Supplied entries |
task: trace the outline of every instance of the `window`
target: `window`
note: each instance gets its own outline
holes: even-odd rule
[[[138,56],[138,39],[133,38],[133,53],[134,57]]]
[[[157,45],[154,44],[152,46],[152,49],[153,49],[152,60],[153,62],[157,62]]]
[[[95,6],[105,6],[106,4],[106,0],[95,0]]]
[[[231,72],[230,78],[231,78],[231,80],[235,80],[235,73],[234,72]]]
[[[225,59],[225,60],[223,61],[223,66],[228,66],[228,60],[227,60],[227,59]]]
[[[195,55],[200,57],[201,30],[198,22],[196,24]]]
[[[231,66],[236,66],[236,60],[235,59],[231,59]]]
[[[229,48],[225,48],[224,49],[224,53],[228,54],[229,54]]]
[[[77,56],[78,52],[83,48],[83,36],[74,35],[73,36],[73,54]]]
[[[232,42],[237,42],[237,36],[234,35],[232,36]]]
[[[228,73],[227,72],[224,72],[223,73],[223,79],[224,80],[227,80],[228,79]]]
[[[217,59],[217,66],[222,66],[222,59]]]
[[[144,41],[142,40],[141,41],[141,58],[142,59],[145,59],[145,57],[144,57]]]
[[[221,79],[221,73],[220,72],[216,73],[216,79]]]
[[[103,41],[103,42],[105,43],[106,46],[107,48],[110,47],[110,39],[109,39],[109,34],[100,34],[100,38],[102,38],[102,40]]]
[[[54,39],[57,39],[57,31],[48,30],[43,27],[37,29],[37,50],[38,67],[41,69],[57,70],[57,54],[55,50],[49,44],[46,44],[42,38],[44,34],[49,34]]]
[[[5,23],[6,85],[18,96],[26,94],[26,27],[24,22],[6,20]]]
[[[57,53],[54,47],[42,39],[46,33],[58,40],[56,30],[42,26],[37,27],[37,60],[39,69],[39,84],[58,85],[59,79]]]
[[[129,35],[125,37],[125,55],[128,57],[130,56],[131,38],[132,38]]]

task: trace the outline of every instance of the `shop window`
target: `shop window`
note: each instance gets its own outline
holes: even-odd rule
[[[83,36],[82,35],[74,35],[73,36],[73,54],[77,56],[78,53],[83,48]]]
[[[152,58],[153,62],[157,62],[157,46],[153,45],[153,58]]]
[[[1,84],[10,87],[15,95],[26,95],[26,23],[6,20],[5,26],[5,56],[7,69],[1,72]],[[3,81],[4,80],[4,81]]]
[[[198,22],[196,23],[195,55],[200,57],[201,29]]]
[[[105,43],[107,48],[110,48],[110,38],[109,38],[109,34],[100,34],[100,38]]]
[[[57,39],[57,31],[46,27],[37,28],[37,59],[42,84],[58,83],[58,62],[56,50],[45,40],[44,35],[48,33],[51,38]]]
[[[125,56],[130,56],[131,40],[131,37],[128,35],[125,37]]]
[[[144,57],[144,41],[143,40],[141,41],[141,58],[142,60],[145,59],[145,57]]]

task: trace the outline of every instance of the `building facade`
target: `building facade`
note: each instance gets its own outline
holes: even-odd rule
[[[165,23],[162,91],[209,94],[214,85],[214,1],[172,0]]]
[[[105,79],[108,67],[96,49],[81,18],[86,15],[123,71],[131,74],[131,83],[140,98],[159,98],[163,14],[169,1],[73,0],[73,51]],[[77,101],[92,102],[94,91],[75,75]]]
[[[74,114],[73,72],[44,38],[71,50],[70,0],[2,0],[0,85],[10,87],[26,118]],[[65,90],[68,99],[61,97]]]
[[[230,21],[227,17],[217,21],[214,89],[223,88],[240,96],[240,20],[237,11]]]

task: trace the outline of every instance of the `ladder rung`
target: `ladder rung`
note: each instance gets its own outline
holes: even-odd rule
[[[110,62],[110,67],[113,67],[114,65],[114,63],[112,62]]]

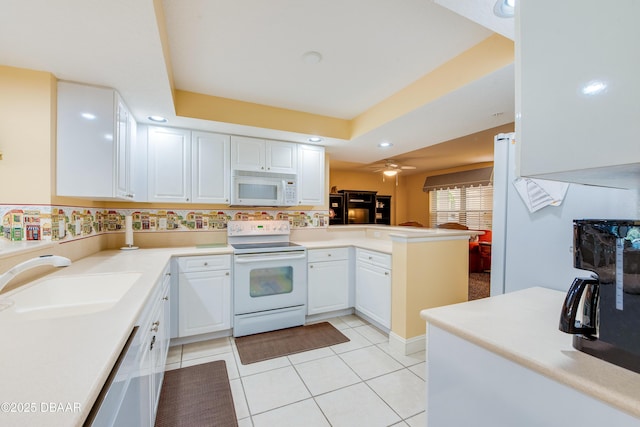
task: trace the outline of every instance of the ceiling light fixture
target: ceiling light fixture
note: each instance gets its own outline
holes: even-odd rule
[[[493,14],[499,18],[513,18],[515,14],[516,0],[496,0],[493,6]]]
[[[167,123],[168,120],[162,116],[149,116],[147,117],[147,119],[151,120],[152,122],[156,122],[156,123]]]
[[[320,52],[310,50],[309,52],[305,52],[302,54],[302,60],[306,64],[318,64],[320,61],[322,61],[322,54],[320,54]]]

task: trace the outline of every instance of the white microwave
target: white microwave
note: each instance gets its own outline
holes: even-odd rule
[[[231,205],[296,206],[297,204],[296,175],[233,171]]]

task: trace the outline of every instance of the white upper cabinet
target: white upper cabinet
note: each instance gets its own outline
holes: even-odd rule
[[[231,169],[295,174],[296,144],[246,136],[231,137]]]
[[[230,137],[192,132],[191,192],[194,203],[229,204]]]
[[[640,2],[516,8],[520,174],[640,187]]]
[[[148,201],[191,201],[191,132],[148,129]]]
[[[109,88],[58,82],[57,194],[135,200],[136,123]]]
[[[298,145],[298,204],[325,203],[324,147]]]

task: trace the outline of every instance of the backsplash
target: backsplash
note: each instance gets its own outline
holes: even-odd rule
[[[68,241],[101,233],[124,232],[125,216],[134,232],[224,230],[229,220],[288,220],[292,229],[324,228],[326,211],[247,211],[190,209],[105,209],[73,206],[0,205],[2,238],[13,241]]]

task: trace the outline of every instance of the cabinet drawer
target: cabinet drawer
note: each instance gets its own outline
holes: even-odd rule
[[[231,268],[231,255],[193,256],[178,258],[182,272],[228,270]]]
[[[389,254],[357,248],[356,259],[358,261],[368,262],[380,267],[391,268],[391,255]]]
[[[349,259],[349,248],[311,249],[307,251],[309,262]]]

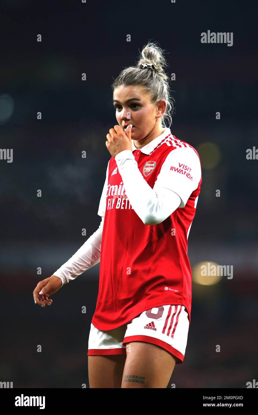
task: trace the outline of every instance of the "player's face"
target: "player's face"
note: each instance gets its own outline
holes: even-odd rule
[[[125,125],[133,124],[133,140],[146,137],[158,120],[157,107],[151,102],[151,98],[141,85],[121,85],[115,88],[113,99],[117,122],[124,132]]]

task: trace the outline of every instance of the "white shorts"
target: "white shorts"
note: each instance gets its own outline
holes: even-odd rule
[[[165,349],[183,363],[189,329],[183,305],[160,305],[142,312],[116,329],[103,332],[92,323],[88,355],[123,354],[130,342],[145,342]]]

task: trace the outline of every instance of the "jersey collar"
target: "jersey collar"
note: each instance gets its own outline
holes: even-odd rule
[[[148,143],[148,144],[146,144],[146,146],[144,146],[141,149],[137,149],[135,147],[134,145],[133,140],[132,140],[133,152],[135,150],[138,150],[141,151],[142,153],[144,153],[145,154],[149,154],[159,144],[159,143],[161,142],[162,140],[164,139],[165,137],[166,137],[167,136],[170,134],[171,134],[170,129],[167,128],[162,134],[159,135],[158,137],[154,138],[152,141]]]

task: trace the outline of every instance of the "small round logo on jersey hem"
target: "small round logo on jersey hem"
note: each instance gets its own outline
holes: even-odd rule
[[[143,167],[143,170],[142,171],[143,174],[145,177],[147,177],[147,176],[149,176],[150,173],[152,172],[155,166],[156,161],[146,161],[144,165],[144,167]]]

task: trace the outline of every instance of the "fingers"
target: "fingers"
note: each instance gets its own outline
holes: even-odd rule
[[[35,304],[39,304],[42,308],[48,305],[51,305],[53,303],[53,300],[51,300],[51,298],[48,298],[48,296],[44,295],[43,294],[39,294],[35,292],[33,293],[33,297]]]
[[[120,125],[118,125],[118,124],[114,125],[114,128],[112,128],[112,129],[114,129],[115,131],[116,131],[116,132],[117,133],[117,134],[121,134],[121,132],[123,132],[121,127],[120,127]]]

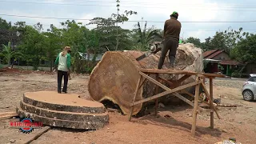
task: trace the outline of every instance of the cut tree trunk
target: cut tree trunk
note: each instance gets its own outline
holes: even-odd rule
---
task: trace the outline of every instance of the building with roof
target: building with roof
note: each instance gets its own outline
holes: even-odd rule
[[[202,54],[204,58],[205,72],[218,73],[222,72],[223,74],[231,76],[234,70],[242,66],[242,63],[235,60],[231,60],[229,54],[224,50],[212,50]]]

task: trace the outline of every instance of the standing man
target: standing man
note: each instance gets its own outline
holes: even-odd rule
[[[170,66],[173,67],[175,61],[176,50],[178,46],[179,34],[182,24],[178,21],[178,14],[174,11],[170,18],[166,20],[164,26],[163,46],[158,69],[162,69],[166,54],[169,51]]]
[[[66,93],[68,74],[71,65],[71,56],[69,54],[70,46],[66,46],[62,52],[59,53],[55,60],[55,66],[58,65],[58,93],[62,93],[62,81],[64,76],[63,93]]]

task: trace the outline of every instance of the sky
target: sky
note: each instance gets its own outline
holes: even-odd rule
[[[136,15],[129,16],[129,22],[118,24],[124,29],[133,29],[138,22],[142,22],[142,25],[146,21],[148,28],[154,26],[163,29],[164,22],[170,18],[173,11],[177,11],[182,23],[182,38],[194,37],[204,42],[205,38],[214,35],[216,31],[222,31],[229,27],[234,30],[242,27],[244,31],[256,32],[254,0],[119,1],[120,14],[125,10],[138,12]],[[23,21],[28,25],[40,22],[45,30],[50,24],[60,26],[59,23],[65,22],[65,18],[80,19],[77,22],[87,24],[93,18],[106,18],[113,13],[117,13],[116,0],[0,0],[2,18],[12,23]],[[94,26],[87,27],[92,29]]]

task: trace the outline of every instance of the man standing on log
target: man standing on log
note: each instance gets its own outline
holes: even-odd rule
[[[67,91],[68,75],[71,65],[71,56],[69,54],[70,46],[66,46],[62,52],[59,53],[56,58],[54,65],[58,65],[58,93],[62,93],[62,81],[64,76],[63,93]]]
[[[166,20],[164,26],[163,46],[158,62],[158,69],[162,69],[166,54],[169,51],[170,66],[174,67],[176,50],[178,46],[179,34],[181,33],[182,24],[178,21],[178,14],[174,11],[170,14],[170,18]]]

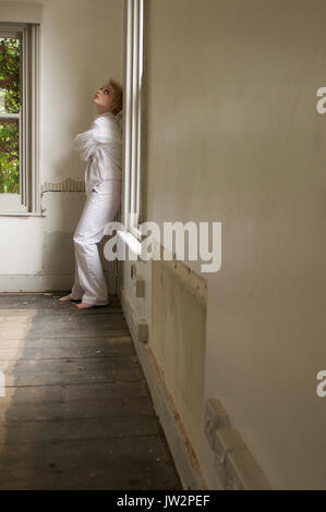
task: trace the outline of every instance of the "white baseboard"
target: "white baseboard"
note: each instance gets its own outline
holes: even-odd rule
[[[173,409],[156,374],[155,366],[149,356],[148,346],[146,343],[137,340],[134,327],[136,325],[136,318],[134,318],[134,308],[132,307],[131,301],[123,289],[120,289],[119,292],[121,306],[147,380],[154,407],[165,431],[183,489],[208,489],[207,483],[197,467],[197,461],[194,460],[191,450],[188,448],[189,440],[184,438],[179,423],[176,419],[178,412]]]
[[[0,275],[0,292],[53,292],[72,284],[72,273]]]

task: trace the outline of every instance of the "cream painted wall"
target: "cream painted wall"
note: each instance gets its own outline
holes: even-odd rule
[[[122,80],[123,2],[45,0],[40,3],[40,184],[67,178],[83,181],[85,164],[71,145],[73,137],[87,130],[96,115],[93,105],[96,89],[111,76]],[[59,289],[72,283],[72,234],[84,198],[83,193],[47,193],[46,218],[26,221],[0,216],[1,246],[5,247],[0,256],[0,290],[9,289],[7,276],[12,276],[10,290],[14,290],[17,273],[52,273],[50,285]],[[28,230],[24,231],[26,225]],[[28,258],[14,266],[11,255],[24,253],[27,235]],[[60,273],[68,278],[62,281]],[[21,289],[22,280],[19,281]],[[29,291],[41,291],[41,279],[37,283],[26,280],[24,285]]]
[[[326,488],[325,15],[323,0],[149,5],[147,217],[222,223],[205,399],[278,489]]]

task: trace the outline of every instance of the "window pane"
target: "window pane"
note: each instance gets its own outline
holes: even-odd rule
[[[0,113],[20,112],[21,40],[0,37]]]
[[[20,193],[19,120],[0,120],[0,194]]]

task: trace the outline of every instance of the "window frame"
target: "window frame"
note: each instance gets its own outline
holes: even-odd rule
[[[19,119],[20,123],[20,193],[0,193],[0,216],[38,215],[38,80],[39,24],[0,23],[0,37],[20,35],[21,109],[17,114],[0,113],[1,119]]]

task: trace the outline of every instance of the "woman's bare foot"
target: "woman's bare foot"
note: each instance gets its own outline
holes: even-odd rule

Exercise | Recast the part of the material that opens with the line containing "task: trace the outline of every instance of the cabinet" and closes with the line containing "[[[349,259],[349,248],[311,249],[307,251],[309,262]]]" as a Markdown table with the columns Row and Line, numbering each line and leaving out any blank lines.

Full answer |
| Row | Line |
|---|---|
| 1 | task: trace the outline of every instance of the cabinet drawer |
| 2 | target: cabinet drawer |
| 3 | note: each instance gets its own outline |
| 4 | holes: even-odd rule |
| 5 | [[[231,268],[231,255],[193,256],[178,258],[182,272],[228,270]]] |
| 6 | [[[389,254],[357,248],[356,259],[358,261],[368,262],[380,267],[391,268],[391,255]]] |
| 7 | [[[349,259],[349,248],[311,249],[307,251],[309,262]]] |